- _Excerpted text_
Searching for roots in concrete

>>by julianne leupold>>

 

36”, 18”, 33”.

Long blonde hair. Legs that won’t quit.

She’s every man’s fantasy woman.

Too bad she’s plastic.

Although Pepperdine students don’t regularly have a rib removed to meet the figure of the plastic toy, the warped ideals she represents seem to permeate the campus.

It might come from the overpriced clothes sold in Malibu Colony that are cut to fit a toddler. Or maybe it is the freshman fashion show that regularly happens in the caf around dinner time.  Or maybe it is indefinable, just something that a few students feel without any utterly apparent reason.

“For any student, you definitely have to alter your behavior (at Pepperdine),” junior Frank Reneau said. Reneau grew up in the Bronx, New York, where he said no one cared what you wore or what you said. “The way people are so image oriented here, they aren’t ready to look at you as a person first. They are quick to judge you by what you wear and how you act. Those who refuse to conform end up being alienated.”

- _Record set_
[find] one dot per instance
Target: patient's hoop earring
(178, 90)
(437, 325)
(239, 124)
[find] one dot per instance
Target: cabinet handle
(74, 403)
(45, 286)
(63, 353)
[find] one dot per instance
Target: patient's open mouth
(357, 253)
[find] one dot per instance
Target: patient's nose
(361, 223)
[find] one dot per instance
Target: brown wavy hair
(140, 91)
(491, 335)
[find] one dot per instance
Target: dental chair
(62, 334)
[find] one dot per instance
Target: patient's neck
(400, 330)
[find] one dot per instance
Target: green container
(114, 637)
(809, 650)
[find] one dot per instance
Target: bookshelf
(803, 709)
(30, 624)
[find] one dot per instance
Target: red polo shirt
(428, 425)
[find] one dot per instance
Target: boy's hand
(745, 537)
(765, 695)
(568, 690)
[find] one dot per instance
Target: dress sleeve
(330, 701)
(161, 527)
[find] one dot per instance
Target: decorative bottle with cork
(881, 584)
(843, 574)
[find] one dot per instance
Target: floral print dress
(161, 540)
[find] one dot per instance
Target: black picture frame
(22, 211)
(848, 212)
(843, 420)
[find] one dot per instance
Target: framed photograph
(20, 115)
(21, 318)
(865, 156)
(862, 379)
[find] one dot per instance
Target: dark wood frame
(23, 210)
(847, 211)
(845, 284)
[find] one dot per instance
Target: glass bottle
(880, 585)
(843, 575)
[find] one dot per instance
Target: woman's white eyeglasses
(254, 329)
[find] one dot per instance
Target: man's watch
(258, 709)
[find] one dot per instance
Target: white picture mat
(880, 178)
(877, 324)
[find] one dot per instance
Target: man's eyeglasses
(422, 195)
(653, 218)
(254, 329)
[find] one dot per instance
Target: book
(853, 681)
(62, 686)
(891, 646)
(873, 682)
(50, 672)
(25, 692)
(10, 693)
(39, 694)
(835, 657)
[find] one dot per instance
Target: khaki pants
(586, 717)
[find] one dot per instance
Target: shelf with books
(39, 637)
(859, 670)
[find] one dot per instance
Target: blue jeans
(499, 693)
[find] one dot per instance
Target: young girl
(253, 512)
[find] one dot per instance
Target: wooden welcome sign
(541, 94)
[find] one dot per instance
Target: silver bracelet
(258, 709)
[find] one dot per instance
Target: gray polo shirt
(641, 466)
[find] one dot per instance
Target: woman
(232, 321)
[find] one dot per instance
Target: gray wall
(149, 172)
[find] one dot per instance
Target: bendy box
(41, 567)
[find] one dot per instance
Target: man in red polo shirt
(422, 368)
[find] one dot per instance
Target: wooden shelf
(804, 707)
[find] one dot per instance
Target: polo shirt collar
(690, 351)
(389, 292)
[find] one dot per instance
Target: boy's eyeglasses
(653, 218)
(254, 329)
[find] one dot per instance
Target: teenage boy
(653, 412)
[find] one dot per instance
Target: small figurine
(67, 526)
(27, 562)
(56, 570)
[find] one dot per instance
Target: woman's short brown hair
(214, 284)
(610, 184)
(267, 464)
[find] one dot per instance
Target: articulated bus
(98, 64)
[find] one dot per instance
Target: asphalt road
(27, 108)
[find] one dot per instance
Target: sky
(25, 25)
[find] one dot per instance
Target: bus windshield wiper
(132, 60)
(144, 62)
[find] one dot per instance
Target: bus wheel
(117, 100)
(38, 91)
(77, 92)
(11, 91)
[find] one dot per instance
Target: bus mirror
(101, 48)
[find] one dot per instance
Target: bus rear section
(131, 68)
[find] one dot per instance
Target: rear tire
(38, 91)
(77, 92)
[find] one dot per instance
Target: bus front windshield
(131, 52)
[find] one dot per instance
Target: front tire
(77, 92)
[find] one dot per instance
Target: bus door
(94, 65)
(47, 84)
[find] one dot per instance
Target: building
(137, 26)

- _Written tasks_
(a) In the article about image at Pepperdine, how could the paragraph beginning "It might come from the overpriced clothes" be condensed into a brief list of the sources it suggests?
(b) Where did Frank Reneau grow up, according to the article about image at Pepperdine?
(c) Echo the article about image at Pepperdine from "Too bad she’s" up to and including "utterly apparent reason.".

- _Solved tasks_
(a)
- Overpriced clothes sold in Malibu Colony that are cut to fit a toddler
- The freshman fashion show that regularly happens in the caf around dinner time
- Something indefinable that a few students feel without any apparent reason

(b) In the Bronx, New York.

(c)
Too bad she’s plastic.

Although Pepperdine students don’t regularly have a rib removed to meet the figure of the plastic toy, the warped ideals she represents seem to permeate the campus.

It might come from the overpriced clothes sold in Malibu Colony that are cut to fit a toddler. Or maybe it is the freshman fashion show that regularly happens in the caf around dinner time.  Or maybe it is indefinable, just something that a few students feel without any utterly apparent reason.